### WHAT IS EXPECTED
Retype the entries below word for word, from the line with "find the dry" to the line with "[508, 0, 1000, 125]", including both of those lines. Leave out any pictures.

►

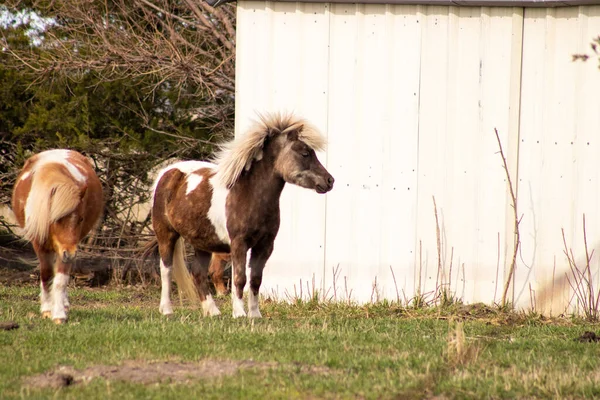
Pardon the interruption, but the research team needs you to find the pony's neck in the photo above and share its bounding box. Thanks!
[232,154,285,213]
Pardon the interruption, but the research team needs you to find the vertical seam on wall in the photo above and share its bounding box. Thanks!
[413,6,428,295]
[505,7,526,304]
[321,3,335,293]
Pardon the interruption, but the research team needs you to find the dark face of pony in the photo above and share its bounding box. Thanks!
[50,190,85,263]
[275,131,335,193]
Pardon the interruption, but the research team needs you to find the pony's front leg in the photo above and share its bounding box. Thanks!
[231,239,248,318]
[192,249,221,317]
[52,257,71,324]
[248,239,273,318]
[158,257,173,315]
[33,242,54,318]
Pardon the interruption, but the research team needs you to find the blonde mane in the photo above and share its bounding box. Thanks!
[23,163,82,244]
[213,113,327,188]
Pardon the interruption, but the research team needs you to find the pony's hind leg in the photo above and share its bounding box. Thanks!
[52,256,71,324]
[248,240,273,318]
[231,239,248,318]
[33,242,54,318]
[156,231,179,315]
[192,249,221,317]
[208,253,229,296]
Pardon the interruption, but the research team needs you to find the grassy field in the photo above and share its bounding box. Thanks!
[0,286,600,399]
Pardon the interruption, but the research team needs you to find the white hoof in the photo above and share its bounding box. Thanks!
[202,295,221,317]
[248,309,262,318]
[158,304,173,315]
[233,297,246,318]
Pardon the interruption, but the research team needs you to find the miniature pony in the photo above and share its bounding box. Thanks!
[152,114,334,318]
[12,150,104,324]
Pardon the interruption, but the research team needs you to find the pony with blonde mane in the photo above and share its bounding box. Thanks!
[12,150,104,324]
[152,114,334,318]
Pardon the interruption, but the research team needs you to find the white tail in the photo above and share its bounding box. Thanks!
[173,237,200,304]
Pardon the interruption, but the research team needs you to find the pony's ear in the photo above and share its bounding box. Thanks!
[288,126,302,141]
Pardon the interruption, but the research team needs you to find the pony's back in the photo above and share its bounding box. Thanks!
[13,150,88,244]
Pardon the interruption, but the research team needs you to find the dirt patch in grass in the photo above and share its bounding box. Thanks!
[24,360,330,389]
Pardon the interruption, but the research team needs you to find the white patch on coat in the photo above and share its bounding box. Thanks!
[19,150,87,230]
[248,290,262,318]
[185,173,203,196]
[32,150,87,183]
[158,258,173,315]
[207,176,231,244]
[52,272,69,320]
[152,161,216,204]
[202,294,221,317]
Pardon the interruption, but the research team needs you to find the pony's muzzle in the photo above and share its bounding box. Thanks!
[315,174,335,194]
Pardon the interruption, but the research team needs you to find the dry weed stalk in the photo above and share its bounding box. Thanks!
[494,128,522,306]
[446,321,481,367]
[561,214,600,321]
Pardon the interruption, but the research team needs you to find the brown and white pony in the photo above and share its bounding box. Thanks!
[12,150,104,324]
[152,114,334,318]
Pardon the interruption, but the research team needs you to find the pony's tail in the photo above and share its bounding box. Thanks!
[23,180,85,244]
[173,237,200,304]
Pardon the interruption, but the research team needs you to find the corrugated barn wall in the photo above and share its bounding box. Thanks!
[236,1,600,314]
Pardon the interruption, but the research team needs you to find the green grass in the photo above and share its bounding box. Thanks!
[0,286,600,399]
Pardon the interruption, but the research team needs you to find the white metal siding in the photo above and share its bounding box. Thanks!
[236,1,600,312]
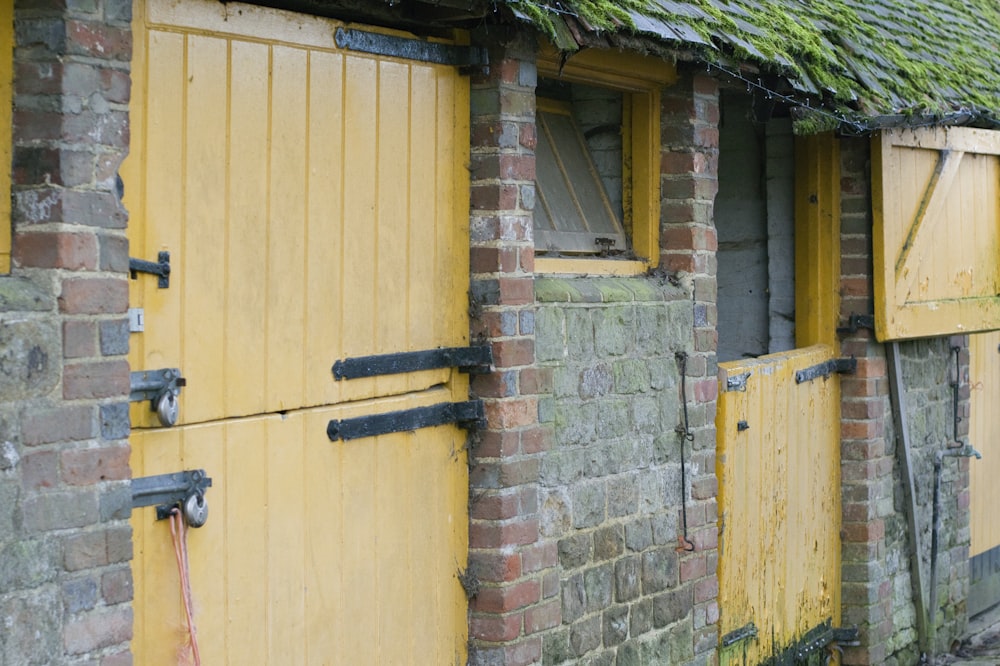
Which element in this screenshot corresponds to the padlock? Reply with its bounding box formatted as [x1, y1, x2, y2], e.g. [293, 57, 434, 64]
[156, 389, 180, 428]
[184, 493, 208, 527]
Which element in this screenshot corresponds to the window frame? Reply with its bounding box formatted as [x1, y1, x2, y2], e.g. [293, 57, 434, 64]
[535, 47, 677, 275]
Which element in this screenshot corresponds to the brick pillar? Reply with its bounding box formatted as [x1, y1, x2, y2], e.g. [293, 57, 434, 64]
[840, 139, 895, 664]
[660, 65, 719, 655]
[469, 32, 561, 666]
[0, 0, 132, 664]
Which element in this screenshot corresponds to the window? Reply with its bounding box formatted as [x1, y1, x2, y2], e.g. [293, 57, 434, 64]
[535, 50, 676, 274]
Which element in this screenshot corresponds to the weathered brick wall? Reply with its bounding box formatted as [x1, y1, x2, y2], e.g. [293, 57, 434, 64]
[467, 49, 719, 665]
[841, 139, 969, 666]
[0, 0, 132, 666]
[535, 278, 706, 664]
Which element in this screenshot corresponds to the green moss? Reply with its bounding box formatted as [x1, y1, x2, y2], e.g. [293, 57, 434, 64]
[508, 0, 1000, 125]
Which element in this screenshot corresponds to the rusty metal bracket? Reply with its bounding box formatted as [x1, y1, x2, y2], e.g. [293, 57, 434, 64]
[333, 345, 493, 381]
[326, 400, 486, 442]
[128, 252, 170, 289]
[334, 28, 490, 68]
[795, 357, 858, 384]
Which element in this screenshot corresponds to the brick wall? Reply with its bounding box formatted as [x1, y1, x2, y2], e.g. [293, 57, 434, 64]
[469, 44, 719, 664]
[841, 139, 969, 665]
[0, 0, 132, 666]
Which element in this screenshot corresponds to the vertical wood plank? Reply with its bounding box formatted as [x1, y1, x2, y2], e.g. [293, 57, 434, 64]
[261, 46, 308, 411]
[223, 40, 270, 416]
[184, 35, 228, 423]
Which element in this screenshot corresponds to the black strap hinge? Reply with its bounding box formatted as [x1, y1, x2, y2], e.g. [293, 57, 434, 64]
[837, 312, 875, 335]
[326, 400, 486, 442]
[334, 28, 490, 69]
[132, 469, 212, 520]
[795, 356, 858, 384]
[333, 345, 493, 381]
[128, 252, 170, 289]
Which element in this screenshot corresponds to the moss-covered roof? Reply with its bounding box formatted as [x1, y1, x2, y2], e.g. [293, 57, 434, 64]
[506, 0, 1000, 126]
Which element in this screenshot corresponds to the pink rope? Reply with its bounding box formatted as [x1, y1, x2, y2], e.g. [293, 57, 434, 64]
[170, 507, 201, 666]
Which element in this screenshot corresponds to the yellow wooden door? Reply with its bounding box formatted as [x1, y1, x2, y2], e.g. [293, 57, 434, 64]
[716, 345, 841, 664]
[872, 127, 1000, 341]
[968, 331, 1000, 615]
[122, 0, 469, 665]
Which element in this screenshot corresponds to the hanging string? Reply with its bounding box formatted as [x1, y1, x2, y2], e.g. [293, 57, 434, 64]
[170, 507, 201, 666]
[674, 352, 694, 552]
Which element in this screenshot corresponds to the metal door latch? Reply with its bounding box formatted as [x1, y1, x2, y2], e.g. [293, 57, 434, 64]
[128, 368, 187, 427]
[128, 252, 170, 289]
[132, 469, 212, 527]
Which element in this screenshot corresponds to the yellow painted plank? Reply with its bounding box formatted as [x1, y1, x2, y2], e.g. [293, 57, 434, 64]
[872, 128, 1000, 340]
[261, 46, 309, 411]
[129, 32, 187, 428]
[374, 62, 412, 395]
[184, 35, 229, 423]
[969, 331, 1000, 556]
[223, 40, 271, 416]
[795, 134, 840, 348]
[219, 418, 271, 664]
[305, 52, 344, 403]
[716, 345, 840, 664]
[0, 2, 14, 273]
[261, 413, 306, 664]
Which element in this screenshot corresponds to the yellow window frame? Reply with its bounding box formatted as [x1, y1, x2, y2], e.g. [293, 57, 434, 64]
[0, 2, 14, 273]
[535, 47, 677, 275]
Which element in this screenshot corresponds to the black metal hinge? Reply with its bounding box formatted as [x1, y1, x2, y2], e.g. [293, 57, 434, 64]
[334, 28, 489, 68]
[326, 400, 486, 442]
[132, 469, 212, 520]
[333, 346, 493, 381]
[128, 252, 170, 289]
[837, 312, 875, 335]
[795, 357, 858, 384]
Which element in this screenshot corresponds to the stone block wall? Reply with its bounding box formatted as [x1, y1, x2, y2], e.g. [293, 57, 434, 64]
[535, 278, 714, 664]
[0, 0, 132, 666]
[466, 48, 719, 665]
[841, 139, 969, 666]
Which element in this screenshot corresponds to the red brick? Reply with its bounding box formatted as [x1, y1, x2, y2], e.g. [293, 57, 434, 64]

◄

### RESPONSE
Pardon the interruption, but the research team needs you to find the dry weed stalk in the photo above and share its bounding box. Thanks!
[494,128,522,306]
[446,321,481,367]
[561,214,600,321]
Pardon the interruption, but the research team needs you to find the brown and white pony in the photo above and share its bounding box. Thanks!
[12,150,104,324]
[152,114,334,318]
Pardon the interruption, but the research team needs you to find the pony's tail in the photo above and share its bounding box. Thanks!
[23,180,85,244]
[173,237,200,304]
Pardon the interruption, but the research team needs you to find the corrugated barn wall in the photo above and share its bounding box. Thanks!
[236,1,600,314]
Pardon the interruption, but the research team needs you to find the green grass in the photo above and share its bounding box. Thanks!
[0,286,600,399]
Pardon the interruption, but the research team needs you to find the white metal siding in the photo above and share its bounding box. Thanks!
[236,1,600,312]
Which element in this screenshot corresponds to the padlock? Reply with its bounding box formatted as [x1, y1, x2, y2], e.g. [293, 57, 434, 64]
[156, 389, 180, 428]
[184, 493, 208, 527]
Which element in this screenshot corresponds to the window frame? Reply with its bounding box formatted as [x1, y1, x2, y2], e.g. [293, 57, 434, 64]
[535, 47, 677, 275]
Which element in this screenshot corresponds to the brick pillar? Reply with its bounding box formatted as [x1, y1, x2, y2], e.g. [293, 57, 434, 64]
[840, 139, 895, 664]
[660, 65, 719, 655]
[469, 32, 561, 666]
[0, 0, 132, 664]
Which element in this screenshot corresponds to the window? Reply with its bounding box formatted as [x1, y1, x2, y2], e.g. [293, 57, 434, 64]
[535, 50, 676, 274]
Which element in this screenshot corresponds to the weathered brick wall? Reply with its bounding box formatted as [x1, y1, x2, y2], e.g. [293, 57, 434, 64]
[467, 49, 719, 665]
[841, 139, 969, 666]
[0, 0, 132, 666]
[535, 278, 706, 664]
Which element in this screenshot corresponds to the green moss? Reply with its bounding box formatted as [x1, y1, x2, y2], e.g. [293, 57, 434, 64]
[508, 0, 1000, 125]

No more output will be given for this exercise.